# [p2p] K cliente usas ???????????

## artic

Enga q he leido las estadisticas de uso de p2p y me he asustado.

Yo uso mldonkey pq q me gusta y tiene todo lo q necesito,y ademas dispone de gui excelentes.

Salu2

----------

## oCHARLIEo

Yo tb uso mldonkey en un ordenador conectado 24 horas y lo controlo con kmldonkey desde otro pc de mi red.

Cada dia mas contento con mi mldonkey. Por cierto ultimamente estoy utilizando fuentes de bittorrent (mldonkey tb descarga BT) porque a mi me van mucho mejor... no se si sera un una sensacion general...

----------

## artic

Si yo tb descargo bt con mldonkey ,y va muy bien,creo q la mania q se ha creado de comparalo con azureus es odiosa,pq he comprobado q el tiempo de descarga es el mismo,ya q aunque en azureus aparezcan muchos seeds y peers ,mldonkey tira = de bien y eso es cosa de q no afecta.Ademas alguien se ha fijado en todas las dependencias q tiene azureus?? solo por eso ya pierde.........

Salu2

----------

## RAPUL

Juas de momento el mldonkey lleva una aplastante mayoria. 

Yo soy de KAS mldonkey.  :Razz: 

Aunque reconozco que el mldonkey no gestiona bien para seed o track los torrents pero para descarga va bien.

A mi me gusta principalmente porque la misma herramienta me sirve para multiples redes y la puedo gestionar remotamente de forma muy comoda (telnet y web).

----------

## ArsDangor

Yo también uso mldonkey. La razón fundamental es que es el único libre que puedo tener como un demonio. Y por lo tanto, puedo dejar el ordenador libre para los demás usuarios (mis padres, vaya). Además, me gusta mucho que pueda tirar de distintas redes.

******************************

◆ ENUNCIADO: Reproduzca íntegramente y sin ninguna modificación el hilo sobre clientes p2p que figura arriba.

◆ MATERIAL PROPORCIONADO:
******************************

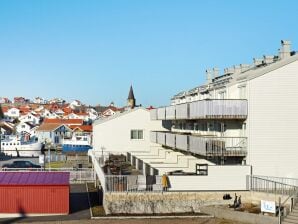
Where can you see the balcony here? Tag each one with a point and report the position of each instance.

******************************

◆ RESPUESTA ESPERADA:
# [p2p] K cliente usas ???????????

## artic

Enga q he leido las estadisticas de uso de p2p y me he asustado.

Yo uso mldonkey pq q me gusta y tiene todo lo q necesito,y ademas dispone de gui excelentes.

Salu2

----------

## oCHARLIEo

Yo tb uso mldonkey en un ordenador conectado 24 horas y lo controlo con kmldonkey desde otro pc de mi red.

Cada dia mas contento con mi mldonkey. Por cierto ultimamente estoy utilizando fuentes de bittorrent (mldonkey tb descarga BT) porque a mi me van mucho mejor... no se si sera un una sensacion general...

----------

## artic

Si yo tb descargo bt con mldonkey ,y va muy bien,creo q la mania q se ha creado de comparalo con azureus es odiosa,pq he comprobado q el tiempo de descarga es el mismo,ya q aunque en azureus aparezcan muchos seeds y peers ,mldonkey tira = de bien y eso es cosa de q no afecta.Ademas alguien se ha fijado en todas las dependencias q tiene azureus?? solo por eso ya pierde.........

Salu2

----------

## RAPUL

Juas de momento el mldonkey lleva una aplastante mayoria. 

Yo soy de KAS mldonkey.  :Razz: 

Aunque reconozco que el mldonkey no gestiona bien para seed o track los torrents pero para descarga va bien.

A mi me gusta principalmente porque la misma herramienta me sirve para multiples redes y la puedo gestionar remotamente de forma muy comoda (telnet y web).

----------

## ArsDangor

Yo también uso mldonkey. La razón fundamental es que es el único libre que puedo tener como un demonio. Y por lo tanto, puedo dejar el ordenador libre para los demás usuarios (mis padres, vaya). Además, me gusta mucho que pueda tirar de distintas redes.